Extracted records:
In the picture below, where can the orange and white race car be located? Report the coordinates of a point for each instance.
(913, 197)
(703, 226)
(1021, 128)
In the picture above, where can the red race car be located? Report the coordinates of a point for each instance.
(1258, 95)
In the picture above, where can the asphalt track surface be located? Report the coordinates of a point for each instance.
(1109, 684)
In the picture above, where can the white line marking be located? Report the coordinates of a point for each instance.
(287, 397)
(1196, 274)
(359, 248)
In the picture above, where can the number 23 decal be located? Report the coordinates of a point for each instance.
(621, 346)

Requirement: Present the lines above as a two-column CSV with the header text,answer and one row for each line that asks something. Put that line and its answer each in a single quoted field, replacing any line breaks with spaces.

Complete answer:
text,answer
"In the picture below, where can the orange and white race car be located? Report the coordinates of a point for each instance.","(913, 197) (703, 226) (1021, 128)"
"In the picture above, where can the red race car be located? Report the coordinates of a point for each instance.","(1258, 95)"
"In the picture above, where can the asphalt track surface be located? Report the coordinates of a point for each instance.","(1109, 684)"
"In the picture above, where can the white line marking be located? Report the coordinates of a point for each instance.","(287, 397) (1196, 274) (359, 248)"
"In the picture above, where can the number 23 decal be located? Report the coordinates of a point for each instance.","(621, 346)"